[Stored items]
= = = = =

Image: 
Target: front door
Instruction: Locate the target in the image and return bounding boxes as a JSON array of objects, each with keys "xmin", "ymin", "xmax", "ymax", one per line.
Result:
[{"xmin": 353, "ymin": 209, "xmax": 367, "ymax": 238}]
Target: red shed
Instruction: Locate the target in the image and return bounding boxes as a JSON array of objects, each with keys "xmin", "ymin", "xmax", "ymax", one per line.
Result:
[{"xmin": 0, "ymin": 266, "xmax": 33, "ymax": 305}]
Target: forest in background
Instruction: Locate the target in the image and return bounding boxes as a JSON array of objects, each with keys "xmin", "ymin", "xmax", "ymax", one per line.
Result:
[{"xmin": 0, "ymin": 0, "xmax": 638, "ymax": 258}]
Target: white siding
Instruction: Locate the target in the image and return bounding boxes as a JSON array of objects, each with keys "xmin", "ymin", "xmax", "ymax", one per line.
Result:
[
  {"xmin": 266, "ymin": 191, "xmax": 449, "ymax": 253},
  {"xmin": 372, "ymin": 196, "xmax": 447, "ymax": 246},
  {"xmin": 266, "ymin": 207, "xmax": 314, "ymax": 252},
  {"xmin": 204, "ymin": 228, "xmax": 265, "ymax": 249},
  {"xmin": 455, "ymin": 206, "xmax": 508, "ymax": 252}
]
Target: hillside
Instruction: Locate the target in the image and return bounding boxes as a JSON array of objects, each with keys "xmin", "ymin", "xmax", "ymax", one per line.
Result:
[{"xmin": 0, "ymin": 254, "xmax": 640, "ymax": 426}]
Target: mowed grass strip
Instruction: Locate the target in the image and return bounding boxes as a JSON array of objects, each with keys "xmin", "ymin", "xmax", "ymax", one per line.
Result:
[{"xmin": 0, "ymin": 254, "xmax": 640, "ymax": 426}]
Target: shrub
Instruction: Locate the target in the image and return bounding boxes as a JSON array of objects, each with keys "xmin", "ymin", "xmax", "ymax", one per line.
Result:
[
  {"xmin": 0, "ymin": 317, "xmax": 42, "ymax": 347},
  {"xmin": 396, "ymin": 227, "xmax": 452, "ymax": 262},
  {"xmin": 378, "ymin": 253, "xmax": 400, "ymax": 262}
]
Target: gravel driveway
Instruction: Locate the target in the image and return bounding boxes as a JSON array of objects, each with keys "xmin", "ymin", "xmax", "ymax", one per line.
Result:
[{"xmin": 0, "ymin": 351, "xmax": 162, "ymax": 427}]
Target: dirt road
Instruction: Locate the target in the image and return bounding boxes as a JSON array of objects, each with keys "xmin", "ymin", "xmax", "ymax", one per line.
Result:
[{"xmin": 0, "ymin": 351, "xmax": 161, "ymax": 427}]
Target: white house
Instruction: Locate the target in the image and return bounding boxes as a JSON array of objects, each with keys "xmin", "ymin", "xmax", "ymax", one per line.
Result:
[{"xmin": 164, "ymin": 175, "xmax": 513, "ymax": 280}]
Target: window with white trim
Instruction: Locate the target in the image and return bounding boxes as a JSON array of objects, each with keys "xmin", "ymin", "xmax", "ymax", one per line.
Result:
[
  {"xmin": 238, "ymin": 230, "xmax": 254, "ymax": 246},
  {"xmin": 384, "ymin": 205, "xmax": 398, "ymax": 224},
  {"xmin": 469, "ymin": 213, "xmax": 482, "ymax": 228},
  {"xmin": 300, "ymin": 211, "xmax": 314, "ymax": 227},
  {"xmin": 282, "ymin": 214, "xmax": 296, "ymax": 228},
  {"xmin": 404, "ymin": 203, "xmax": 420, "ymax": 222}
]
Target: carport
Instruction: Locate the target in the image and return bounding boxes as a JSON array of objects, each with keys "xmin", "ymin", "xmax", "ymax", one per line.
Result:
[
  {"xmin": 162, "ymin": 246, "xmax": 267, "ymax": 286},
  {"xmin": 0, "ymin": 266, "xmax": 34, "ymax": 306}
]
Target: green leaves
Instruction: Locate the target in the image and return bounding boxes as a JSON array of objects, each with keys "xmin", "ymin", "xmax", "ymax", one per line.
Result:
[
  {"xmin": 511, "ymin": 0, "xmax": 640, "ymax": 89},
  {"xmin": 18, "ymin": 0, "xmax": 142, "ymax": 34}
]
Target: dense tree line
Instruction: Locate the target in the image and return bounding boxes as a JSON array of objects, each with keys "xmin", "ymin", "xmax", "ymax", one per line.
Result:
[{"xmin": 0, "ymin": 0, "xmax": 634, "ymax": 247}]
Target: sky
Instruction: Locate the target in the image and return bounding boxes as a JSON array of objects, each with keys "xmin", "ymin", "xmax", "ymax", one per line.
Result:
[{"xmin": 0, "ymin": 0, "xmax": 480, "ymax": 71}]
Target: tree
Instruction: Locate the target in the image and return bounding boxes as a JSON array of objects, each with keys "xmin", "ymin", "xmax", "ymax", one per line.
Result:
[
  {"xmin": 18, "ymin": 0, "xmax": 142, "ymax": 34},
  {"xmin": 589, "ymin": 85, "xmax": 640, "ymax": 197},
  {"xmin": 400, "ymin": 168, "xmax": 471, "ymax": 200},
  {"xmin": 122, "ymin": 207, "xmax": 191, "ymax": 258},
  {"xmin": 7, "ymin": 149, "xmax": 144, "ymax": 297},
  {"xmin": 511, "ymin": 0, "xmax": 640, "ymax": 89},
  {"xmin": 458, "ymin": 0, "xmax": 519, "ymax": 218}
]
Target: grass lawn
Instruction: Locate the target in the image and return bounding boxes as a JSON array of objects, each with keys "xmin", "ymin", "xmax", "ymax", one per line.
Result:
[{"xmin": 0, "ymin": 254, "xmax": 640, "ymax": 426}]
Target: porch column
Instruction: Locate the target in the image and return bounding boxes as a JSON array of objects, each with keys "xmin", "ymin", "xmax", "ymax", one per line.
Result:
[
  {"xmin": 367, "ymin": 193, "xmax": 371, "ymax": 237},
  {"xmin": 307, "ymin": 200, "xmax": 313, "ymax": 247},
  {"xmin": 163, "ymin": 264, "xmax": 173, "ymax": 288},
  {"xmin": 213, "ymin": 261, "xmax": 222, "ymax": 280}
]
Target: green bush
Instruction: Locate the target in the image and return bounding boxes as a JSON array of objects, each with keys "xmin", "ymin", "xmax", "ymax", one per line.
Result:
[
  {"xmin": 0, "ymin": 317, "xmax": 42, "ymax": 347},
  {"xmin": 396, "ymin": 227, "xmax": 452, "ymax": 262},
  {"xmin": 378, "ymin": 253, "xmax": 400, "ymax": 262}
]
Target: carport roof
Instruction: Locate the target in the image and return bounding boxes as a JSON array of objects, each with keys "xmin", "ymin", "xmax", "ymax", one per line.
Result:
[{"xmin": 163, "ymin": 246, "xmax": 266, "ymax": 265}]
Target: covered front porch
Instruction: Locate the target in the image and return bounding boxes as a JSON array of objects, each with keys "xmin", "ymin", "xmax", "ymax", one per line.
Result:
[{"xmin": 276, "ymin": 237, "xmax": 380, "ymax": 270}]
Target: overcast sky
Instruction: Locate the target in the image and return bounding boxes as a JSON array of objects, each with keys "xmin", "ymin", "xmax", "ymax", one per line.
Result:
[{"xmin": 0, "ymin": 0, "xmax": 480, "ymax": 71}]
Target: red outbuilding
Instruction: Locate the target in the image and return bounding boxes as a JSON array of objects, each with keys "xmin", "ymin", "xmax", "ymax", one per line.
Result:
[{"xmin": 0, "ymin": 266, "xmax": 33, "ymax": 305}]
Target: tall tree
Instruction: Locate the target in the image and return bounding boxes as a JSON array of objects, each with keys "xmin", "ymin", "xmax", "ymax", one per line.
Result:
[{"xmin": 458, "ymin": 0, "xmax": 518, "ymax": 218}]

= = = = =

• _EXERCISE DETAILS_
Pick out every line of the material above that contains the string "front", copying each one in full. Case counts.

• _TASK OUTPUT_
Target: front door
Target: covered front porch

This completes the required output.